Selection

┄┄┄┄┄┄┄┄┄┄

On a client project recently, I was putting fake data together as a first pass for seeding a UI in Elm.
The domain model looked fairly straightforward:
module Data.Employee
exposing
( Employee
, Name(..)
, EmployeeId(..)
)
type alias Employee =
{ id : EmployeeId
, fullName : Name
}
type EmployeeId
= EmployeeId String
type Name
= Name String
In my module to generate fake data, I built an employee
function:
employee : Employee
employee =
{ id = EmployeeId "A-1234-jane-doe"
, fullName = Name "Jane Doe"
}
With this (and other data) wrapped up, I submitted a pull request to gather
feedback. Another developer commented that the value of the EmployeeId
didn’t reflect reality (employee IDs are four- or five-digit codes, which may
include leading zeroes).
Types without Reality
While wrapping the underlying String
in a EmployeeId
prevents argument
order bugs, it doesn’t reflect
real-world usage and possible values.

┄┄┄┄┄┄┄┄┄┄

Entries provided
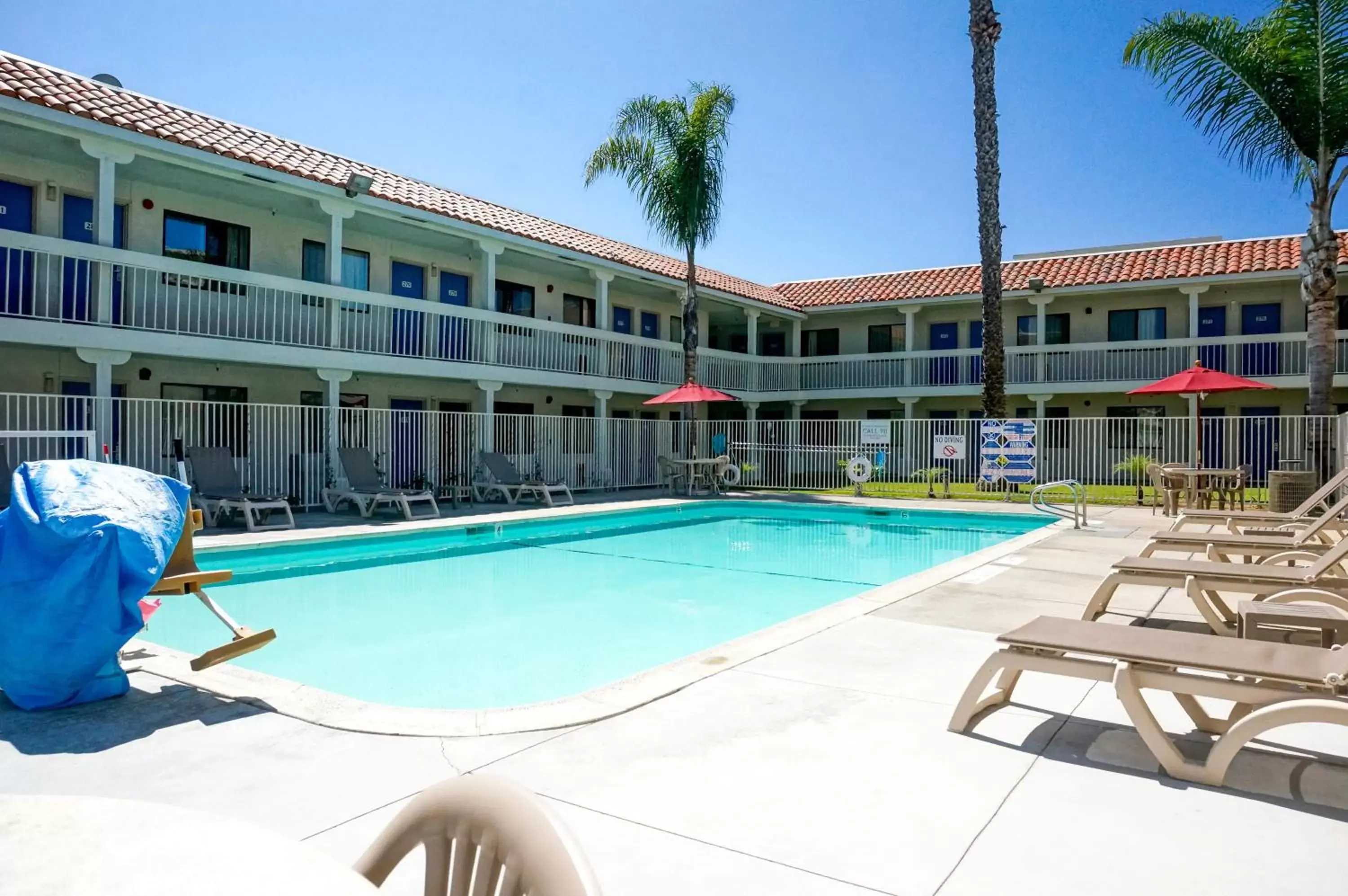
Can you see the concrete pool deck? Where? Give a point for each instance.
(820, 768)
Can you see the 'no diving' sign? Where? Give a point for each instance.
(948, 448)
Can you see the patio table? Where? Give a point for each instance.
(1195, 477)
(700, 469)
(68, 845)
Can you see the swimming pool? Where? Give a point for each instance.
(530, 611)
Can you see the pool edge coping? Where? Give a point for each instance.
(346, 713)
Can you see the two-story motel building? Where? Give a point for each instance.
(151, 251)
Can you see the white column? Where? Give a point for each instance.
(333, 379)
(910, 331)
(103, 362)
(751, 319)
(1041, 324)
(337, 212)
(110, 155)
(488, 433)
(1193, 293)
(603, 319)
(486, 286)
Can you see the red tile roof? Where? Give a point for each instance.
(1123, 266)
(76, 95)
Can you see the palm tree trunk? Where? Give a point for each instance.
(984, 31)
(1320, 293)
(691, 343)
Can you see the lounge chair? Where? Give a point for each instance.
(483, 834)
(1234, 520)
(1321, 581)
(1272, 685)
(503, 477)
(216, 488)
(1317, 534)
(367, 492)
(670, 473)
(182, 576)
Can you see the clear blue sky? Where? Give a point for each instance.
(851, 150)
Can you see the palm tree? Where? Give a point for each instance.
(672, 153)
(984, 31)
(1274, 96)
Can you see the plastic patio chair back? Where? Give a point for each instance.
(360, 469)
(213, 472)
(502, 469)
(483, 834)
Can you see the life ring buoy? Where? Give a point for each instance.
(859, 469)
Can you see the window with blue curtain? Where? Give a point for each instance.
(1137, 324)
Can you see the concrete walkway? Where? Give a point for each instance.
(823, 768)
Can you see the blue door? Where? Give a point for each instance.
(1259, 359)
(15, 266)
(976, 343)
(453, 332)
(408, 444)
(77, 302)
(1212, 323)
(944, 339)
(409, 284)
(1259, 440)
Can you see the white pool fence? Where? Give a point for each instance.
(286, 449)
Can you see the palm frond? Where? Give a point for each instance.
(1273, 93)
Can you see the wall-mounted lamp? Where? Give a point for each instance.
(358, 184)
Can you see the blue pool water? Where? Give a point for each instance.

┄┄┄┄┄┄┄┄┄┄

Goal 1
In the Elm fake-data post, swap "argument" for "parameter" and write out the passage from "Types without Reality" up to and including "and possible values.".
Goal 2
Summarize the Elm fake-data post in two sentences.
Goal 3
Answer these questions on the Elm fake-data post, one per line:
(a) What two fields does the Employee type alias have?
(b) What full name does the employee function give the sample employee?
(c) According to the other developer's comment, how many digits do employee IDs have?

Written solution 1
Types without Reality
While wrapping the underlying String
in a EmployeeId
prevents parameter
order bugs, it doesn’t reflect
real-world usage and possible values.

Written solution 2
The author built fake Employee data to seed an Elm UI, using EmployeeId and Name types that wrap String values and giving the sample employee the ID "A-1234-jane-doe". Another developer commented on the pull request that this ID didn't reflect reality, since employee IDs are four- or five-digit codes that may include leading zeroes, and the author notes that wrapping the String prevents argument order bugs but doesn't reflect real-world usage and possible values.

Written solution 3
(a) id and fullName
(b) Jane Doe
(c) Four or five